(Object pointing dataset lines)
<<<<

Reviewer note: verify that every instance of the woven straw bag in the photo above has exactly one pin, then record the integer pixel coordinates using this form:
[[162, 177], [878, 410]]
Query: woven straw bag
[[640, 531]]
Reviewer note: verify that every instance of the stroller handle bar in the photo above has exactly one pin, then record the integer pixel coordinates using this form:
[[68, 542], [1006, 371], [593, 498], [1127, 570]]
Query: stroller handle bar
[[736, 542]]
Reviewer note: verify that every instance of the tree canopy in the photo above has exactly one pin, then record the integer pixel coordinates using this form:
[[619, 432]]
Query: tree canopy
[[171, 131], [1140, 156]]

>>>>

The problem
Reproduce these lines word for word.

Full answer
Reviewer note: verify that every instance of the woven straw bag in the photo above has exactly one pin, then record the integer pixel coordinates using this form:
[[162, 177], [878, 410]]
Query: woven straw bag
[[640, 531]]
Reviewer note: verify that every instance of the stroller handle bar in the photo above has exactly one pin, then record the integer pixel coordinates using this form:
[[68, 542], [1006, 371], [593, 498], [1127, 570]]
Query: stroller handle bar
[[736, 542]]
Reviewer note: verify that every instance of the tree canopy in the photo above has exactly one pin, then record the integer pixel coordinates using this form:
[[619, 432]]
Query: tree canopy
[[171, 131], [1140, 156]]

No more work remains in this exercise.